─── PAGE EXCERPT ───

Not enough being done to keep kids, teachers safe from COVID

At a bare minimum, mandate masks in classrooms.

letters

Not enough being done to keep kids, teachers safe from COVID

I write you today as a parent of two school-aged children and the husband of a primary school teacher. A parent who is having a hard time believing you have our children’s best interest and safety at heart.

Return to school plans were published in early September that were considered to be fluid; refinements and adjustments were to be made as situations changed, or new information learned. In the past four months I have seen no changes to this plan.

You have chosen not to require masks for classroom use, arguing that children are less likely to transmit the virus. Yet primary students are in cohorts of 60, secondary students in cohorts of 120, not including their families and all the people they interact with. And there seems to be transmissions happening in other jurisdictions. Your suggestion that it hasn’t happened yet in B.C. and so there is no need for masks is doing a disservice to families of school children. Not to mention the questionable data on the numbers of school exposures recently released by your office.

Why choose to wait to act? Why wait until the situation worsens? Given the virus’s incubation time, waiting until transmissions happen to adjust is too late.

You fail to acknowledge that children in classrooms are not physically distant, and are breathing the same air for hours each day. Both the WHO and Canada’s Public Health Agency have acknowledged that transmission of the virus is possible by aerosol. Yet no changes have been made to the school COVID plans.

─── EXCERPTED DATA ───

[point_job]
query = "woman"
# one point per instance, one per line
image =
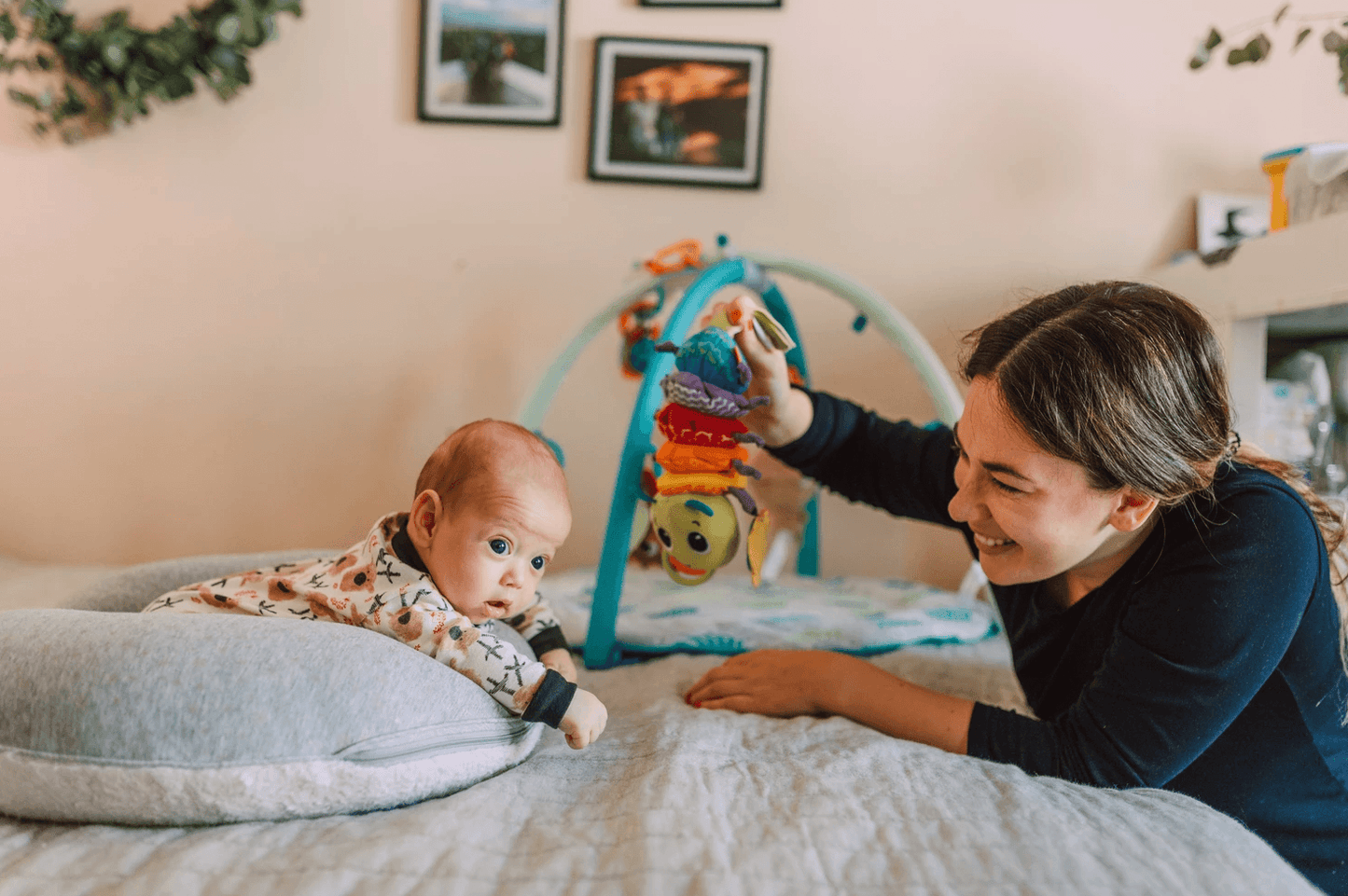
(1166, 595)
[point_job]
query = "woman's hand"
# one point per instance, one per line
(820, 682)
(789, 412)
(771, 683)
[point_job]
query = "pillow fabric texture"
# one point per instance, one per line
(108, 714)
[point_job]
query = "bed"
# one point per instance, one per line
(681, 801)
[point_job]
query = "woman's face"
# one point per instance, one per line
(1033, 515)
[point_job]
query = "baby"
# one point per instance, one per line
(488, 515)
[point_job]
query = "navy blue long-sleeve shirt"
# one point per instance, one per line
(1208, 665)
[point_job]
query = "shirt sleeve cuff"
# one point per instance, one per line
(550, 701)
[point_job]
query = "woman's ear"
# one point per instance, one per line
(1132, 509)
(426, 517)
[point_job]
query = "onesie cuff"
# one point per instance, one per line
(550, 701)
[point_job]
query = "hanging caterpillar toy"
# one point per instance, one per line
(704, 460)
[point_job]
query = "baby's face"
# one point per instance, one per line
(491, 551)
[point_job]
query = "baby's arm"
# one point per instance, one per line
(524, 687)
(539, 628)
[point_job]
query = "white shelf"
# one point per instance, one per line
(1302, 269)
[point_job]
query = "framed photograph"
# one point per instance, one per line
(491, 61)
(712, 3)
(678, 112)
(1226, 218)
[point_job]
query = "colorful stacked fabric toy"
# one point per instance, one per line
(702, 462)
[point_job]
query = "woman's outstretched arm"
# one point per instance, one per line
(823, 683)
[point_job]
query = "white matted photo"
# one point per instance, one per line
(491, 61)
(1226, 218)
(678, 112)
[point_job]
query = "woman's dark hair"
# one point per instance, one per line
(1127, 381)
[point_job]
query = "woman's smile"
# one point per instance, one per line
(993, 544)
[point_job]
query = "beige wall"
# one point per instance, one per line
(243, 326)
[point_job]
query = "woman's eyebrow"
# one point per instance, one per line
(994, 466)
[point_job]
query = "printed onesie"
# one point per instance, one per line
(383, 585)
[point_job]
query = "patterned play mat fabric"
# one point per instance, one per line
(729, 616)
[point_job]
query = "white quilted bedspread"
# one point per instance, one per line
(680, 801)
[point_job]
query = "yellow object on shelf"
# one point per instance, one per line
(1275, 166)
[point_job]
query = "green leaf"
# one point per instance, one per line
(115, 57)
(228, 29)
(24, 99)
(1253, 51)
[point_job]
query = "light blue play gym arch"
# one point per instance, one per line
(727, 267)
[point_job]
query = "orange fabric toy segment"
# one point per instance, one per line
(690, 427)
(700, 483)
(699, 459)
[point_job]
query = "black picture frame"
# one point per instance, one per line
(730, 5)
(678, 112)
(491, 62)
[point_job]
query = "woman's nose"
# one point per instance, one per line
(964, 504)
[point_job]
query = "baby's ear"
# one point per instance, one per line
(424, 517)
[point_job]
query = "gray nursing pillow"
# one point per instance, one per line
(108, 714)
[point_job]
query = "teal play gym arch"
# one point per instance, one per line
(727, 267)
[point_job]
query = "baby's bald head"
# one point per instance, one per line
(485, 457)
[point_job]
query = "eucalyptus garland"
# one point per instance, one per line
(93, 77)
(1254, 45)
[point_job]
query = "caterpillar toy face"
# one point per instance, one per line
(699, 533)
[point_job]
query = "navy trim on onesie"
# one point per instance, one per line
(550, 701)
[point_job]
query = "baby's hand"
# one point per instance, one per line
(560, 660)
(584, 720)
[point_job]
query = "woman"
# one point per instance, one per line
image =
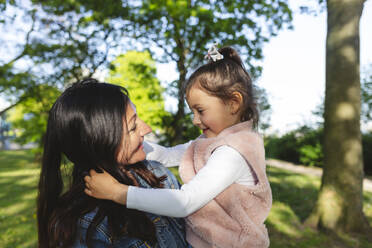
(94, 125)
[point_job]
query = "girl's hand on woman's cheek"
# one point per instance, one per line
(104, 186)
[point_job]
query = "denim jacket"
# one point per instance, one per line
(170, 232)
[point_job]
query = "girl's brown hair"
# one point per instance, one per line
(224, 77)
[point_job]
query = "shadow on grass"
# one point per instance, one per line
(18, 183)
(297, 191)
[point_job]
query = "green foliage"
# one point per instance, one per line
(29, 118)
(366, 91)
(303, 145)
(293, 197)
(19, 176)
(136, 71)
(183, 30)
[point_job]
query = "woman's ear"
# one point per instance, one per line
(235, 102)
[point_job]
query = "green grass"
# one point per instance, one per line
(18, 182)
(294, 196)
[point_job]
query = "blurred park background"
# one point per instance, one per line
(311, 65)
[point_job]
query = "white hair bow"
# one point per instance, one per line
(213, 53)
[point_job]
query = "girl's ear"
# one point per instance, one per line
(235, 102)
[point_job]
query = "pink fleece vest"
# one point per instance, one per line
(235, 218)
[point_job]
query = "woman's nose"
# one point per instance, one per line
(145, 129)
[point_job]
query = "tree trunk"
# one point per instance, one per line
(340, 202)
(178, 118)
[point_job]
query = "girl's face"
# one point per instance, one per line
(131, 150)
(211, 114)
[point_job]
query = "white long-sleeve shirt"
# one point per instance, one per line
(224, 167)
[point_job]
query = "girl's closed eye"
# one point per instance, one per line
(133, 128)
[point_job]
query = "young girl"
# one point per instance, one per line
(226, 196)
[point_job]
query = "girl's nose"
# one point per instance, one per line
(196, 120)
(145, 129)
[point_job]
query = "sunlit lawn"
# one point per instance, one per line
(294, 196)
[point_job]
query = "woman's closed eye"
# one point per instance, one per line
(200, 111)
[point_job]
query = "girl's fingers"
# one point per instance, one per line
(88, 192)
(87, 179)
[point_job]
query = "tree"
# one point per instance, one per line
(29, 118)
(52, 49)
(184, 29)
(340, 200)
(367, 96)
(136, 72)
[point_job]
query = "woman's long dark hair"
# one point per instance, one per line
(86, 125)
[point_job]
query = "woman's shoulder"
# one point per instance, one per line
(160, 170)
(101, 235)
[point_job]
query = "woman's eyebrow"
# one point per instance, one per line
(133, 118)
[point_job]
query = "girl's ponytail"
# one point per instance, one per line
(50, 184)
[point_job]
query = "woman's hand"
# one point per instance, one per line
(104, 186)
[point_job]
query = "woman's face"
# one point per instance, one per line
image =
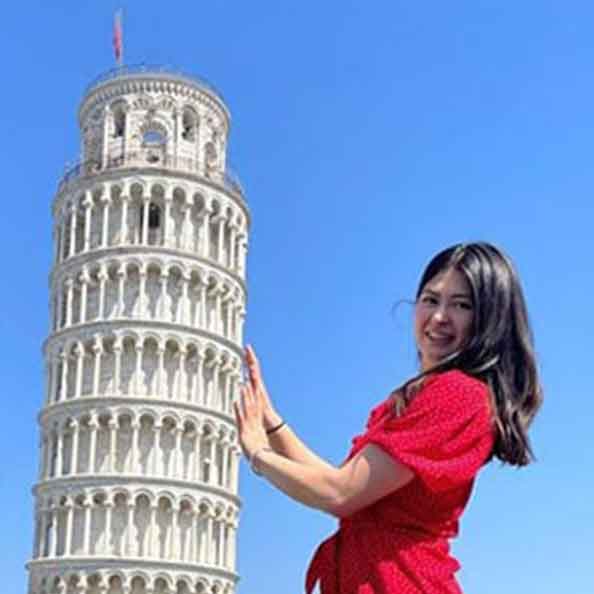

───

** WORK TO COMPLETE **
a: In the letter about COVID safety in schools, how many students are in a secondary cohort?
b: Continue the letter about keeping kids and teachers safe from COVID, starting after its last sentence.
The listing comes from a separate source.

** LIST OF ANSWERS **
a: 120 students.

b:
You also say that schools are safe because of the “layers of protection” they enjoy. In my wife’s classroom the only “layer of protection” they have is hand washing, and leaving the windows open. No distancing is possible, and masks are worn by suggestion. Our school district didn’t reduce class sizes or do anything more than increase cleaning protocols. There are no “layers of protection”!

We have told our 12-year-old daughter that she must wear her mask in class, but she isn’t, coming home from school crying because it’s “so hard”. It’s hard because children are subjected to peer pressure. One child may be told to wear a mask while her friends aren’t subject to the same parental decree. Our daughter says she wished everyone had to wear a mask. As long as it isn’t provincially mandated, children will continue to feel this anxiety and fear.

You mandated masks for people in public places partly to take the onus off businesses. You should be doing the same thing for parents and teachers!

Children are back in school on Monday after two weeks of people getting together and flouting the rules. Instead of extending the time off to allow for the virus to slow, you have let the children return to their giant cohort bubbles. It’s time you did the right thing for our children and teachers, and, at a bare minimum, mandate masks in classrooms.